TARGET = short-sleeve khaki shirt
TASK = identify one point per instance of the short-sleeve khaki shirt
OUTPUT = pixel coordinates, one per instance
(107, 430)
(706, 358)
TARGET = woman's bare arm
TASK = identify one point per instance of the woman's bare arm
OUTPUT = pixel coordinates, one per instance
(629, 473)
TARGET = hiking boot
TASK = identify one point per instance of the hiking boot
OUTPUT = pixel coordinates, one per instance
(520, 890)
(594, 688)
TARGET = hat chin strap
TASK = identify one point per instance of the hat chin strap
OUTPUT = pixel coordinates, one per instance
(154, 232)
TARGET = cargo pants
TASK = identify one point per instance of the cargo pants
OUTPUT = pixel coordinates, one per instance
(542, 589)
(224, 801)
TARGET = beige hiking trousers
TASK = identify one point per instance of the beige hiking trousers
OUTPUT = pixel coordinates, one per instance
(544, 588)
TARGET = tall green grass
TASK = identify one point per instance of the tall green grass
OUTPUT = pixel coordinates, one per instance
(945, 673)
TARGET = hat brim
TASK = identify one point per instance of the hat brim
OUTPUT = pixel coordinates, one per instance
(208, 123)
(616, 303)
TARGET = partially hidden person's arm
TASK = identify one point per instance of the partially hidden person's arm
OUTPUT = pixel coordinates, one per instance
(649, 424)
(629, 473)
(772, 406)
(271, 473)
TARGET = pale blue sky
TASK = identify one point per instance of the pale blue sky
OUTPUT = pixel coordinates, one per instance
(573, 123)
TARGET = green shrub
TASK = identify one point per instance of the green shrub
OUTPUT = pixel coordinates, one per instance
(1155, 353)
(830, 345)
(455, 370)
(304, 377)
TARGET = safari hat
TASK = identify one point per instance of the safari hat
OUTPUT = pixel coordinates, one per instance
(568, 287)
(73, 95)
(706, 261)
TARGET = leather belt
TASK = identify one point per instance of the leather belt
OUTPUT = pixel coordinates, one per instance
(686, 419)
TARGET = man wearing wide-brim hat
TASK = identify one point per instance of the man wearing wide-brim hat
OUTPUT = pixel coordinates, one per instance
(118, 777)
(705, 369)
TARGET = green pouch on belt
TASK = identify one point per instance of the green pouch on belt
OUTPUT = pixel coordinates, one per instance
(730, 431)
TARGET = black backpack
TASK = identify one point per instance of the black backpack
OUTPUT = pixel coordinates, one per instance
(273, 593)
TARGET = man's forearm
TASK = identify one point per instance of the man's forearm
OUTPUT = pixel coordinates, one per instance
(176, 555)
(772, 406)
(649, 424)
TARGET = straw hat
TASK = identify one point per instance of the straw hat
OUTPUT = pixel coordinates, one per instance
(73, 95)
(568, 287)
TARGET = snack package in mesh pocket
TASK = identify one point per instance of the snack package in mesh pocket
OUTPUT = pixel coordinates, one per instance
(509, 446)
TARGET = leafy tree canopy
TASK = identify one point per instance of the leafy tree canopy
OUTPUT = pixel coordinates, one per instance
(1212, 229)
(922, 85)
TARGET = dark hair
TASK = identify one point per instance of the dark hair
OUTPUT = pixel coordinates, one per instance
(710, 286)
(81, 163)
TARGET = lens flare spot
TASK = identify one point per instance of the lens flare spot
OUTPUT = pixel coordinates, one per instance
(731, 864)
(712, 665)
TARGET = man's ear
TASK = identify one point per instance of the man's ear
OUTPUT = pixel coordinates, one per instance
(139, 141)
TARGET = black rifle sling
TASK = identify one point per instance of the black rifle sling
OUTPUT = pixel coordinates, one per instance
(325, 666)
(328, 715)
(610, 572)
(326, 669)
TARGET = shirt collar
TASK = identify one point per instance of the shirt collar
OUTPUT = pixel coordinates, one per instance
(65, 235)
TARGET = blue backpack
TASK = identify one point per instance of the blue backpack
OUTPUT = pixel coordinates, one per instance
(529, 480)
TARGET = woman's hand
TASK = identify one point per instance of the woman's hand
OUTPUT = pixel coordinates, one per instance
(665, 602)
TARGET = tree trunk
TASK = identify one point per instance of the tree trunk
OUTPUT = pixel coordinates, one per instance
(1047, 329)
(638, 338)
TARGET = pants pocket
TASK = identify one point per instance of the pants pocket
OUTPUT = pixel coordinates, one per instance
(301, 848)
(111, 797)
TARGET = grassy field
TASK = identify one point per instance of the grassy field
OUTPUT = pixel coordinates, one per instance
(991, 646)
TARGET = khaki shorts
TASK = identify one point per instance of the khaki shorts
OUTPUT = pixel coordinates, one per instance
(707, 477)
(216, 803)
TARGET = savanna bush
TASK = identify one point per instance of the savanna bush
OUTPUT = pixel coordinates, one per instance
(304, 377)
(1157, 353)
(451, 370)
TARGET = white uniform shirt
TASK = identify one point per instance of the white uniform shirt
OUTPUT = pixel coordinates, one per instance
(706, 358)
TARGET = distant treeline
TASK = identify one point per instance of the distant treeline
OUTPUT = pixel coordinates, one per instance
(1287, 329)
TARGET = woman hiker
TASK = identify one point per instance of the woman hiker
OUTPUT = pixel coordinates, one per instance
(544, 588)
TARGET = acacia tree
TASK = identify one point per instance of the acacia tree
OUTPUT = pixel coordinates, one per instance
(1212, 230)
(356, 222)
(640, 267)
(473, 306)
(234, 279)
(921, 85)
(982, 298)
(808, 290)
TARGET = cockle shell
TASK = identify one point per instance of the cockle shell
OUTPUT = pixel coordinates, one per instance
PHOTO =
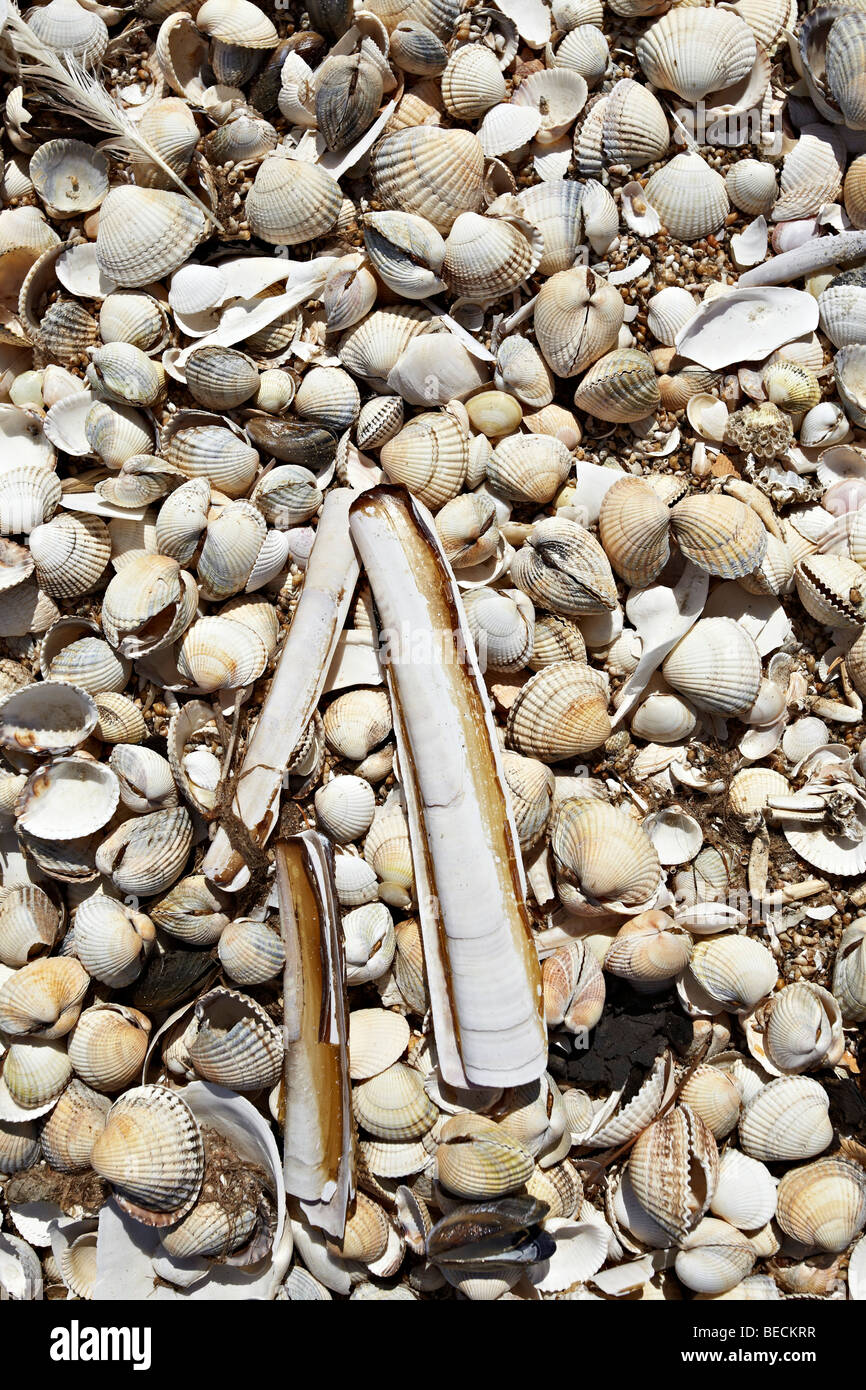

────

> _Task objective_
Render the lines above as a JSON list of strings, one string per line, with blank lines left out. Leave the pictures out of the answer.

> _In response_
[
  "TARGET = short-sleeve khaki shirt",
  "TASK = identify one point per instance of the short-sleeve khaki shirt",
  "OUTPUT = pixel coordinates, one per instance",
  "(107, 430)",
  "(706, 358)",
  "TARGET = woman's bare arm",
  "TASK = identify one point per instance of the woman's bare arm",
  "OUTPUT = pixel coordinates, one per instance",
  "(629, 473)",
  "TARGET = hiking boot",
  "TASK = identify one point per instance of the hiking boot",
  "OUTPUT = pixel coordinates, one per instance",
  "(520, 890)",
  "(594, 688)",
  "TARGET = hat chin strap",
  "TASK = identify one point per instance of the hat chin strap",
  "OUTPUT = pixel coordinates, one per instance",
  "(154, 232)",
  "TARGET = cargo pants",
  "TASK = identify one point per instance of the cargo pants",
  "OUTPUT = pixel coordinates, one per instance",
  "(542, 589)",
  "(224, 801)",
  "TARGET = beige hiking trousers",
  "TASK = identify one point per instance of the beige hiking trousers",
  "OUTPUT = pixel coordinates, one per instance",
  "(544, 588)",
  "TARGET = tall green grass",
  "TASK = identify one point per instance of the tall green grass",
  "OUTPUT = pixel coordinates, one per instance",
  "(945, 673)",
  "TARGET = hat brim",
  "TASK = identify one point per instance of the hat brim",
  "OUTPUT = pixel coordinates, one per instance",
  "(208, 123)",
  "(616, 303)",
  "TARGET = partially hidden person's arm",
  "TASK = identify one point per instance of the partially hidden person's arm",
  "OUTPUT = pixel coordinates, one per instance",
  "(649, 424)",
  "(629, 473)",
  "(772, 406)",
  "(271, 473)",
  "TARGET = pale blue sky",
  "TASK = identify one point per instance of the pale blue sky",
  "OUTPUT = pixel coordinates, one per instance",
  "(573, 123)",
  "TARGET = green shrub",
  "TASK = identify one point per instance of the green shrub",
  "OUTPUT = pixel coordinates, one per instance",
  "(1155, 353)",
  "(830, 345)",
  "(455, 370)",
  "(304, 377)",
  "TARGET = safari hat",
  "TASK = identify one point per instance of the safari hat",
  "OUTPUT = pixel coordinates, one per instance",
  "(568, 287)",
  "(73, 95)",
  "(706, 261)",
  "TARGET = leather belt",
  "TASK = identify one point per instance of the leather belt",
  "OUTPUT = pixel coordinates, one per instance",
  "(686, 419)",
  "TARGET = man wearing wide-brim hat",
  "TASK = identify one point per instance of the man wearing wide-brim hat",
  "OUTPUT = pixel coordinates, one per instance",
  "(118, 777)",
  "(705, 369)",
  "TARGET = green pouch on belt",
  "TASK = identify one point per instance of the green pouch on belt",
  "OUTPUT = pixel coordinates, one per instance",
  "(730, 431)",
  "TARGET = black backpack",
  "TASK = identify one point per instance of the black backpack",
  "OUTPUT = pixel coordinates, one per instance",
  "(273, 593)",
  "TARGET = man's forearm",
  "TASK = identify one point per instance of the man's forearm",
  "OUTPUT = pixel coordinates, one per instance",
  "(176, 555)",
  "(772, 406)",
  "(649, 424)",
  "TARGET = straw hat",
  "TASK = identify one point per instance of the straw hat",
  "OUTPUT = pixel coordinates, one per instance",
  "(73, 95)",
  "(568, 287)",
  "TARGET = snack package in mesh pocket",
  "TASK = identify one point per instance of the snack package in mesh pocket",
  "OUTPUT = pixel coordinates, one per instance",
  "(509, 446)",
  "TARGET = leafy tree canopy",
  "TASK = identify one point per instance of the leafy tree canopy",
  "OUTPUT = pixel coordinates, one per instance",
  "(1212, 229)",
  "(922, 85)",
  "TARGET = dark hair",
  "TASK = identify one point per instance of the dark hair",
  "OUTPUT = pixel coordinates, one per instance",
  "(710, 286)",
  "(81, 163)",
  "TARGET = lens flare spot",
  "TASK = identify one point per instance of the lens flare spot",
  "OUTPUT = pixel coordinates, one per instance",
  "(731, 864)",
  "(712, 665)",
  "TARGET = man's ear",
  "TASK = identify one point per instance of the man's ear",
  "OUTPUT = pixel coordinates, one per instance",
  "(139, 141)",
  "TARGET = black rifle sling",
  "TASK = identify one point per instance of the black rifle sling",
  "OUTPUT = pixel coordinates, one per instance",
  "(325, 666)",
  "(328, 715)",
  "(610, 572)",
  "(326, 669)",
  "TARGET = shirt collar",
  "TASK = identify one point per instance of the shirt collar",
  "OUTPUT = pixel coordinates, one per instance",
  "(65, 235)",
  "TARGET = blue backpack",
  "TASK = identify one point per instance of the blue backpack",
  "OUTPUT = pixel coordinates, one per instance",
  "(529, 480)",
  "TARGET = woman's hand",
  "TASK = identify one point per instance of the woman's hand",
  "OUTPUT = pixel coordinates, one per instance",
  "(665, 602)",
  "TARGET = tree trunk",
  "TASK = identify one point per instance of the tree trunk",
  "OUTPUT = pixel coordinates, one per instance",
  "(1047, 329)",
  "(638, 338)",
  "TARGET = pants pocket",
  "TASK = identify one point per instance of the pants pocket",
  "OUTPUT = pixel coordinates, one per instance",
  "(301, 848)",
  "(111, 797)",
  "TARGET = grassy field",
  "TASK = identify one point per instance of the grassy field",
  "OUTPUT = pixel coordinates, one per instance",
  "(991, 646)",
  "TARGET = khaki shorts",
  "TASK = identify one point per instance of the khaki shorts",
  "OUTPUT = pixel coordinates, one per instance",
  "(707, 477)",
  "(216, 803)",
  "TARGET = savanna bush",
  "TASK = identify one point per instance of the savanna bush",
  "OUTPUT = pixel coordinates, one per instance",
  "(304, 377)",
  "(1157, 353)",
  "(451, 370)",
  "TARGET = white uniform shirt",
  "TASK = identify one point per instance of the white uniform shirt",
  "OUTPUT = pixel coordinates, one per instance",
  "(706, 358)",
  "TARGET = distant treeline",
  "TASK = identify one point per instance of the distant treeline",
  "OUTPUT = pixel coordinates, one per instance",
  "(1287, 329)",
  "TARGET = woman hiker",
  "TASK = identify one point per instance of the woman hiker",
  "OUTPUT = pixel coordinates, one per instance",
  "(544, 588)",
  "TARGET = acacia tree",
  "TASK = identify one point per instance of the acacia tree",
  "OUTPUT = pixel coordinates, one per instance",
  "(1212, 230)",
  "(356, 222)",
  "(640, 267)",
  "(473, 306)",
  "(234, 279)",
  "(921, 85)",
  "(982, 298)",
  "(808, 290)",
  "TARGET = cockle shell",
  "TASK = identify one point per instance of the cockle shell",
  "OUTPUT = pixel coordinates, one per instance",
  "PHOTO ="
]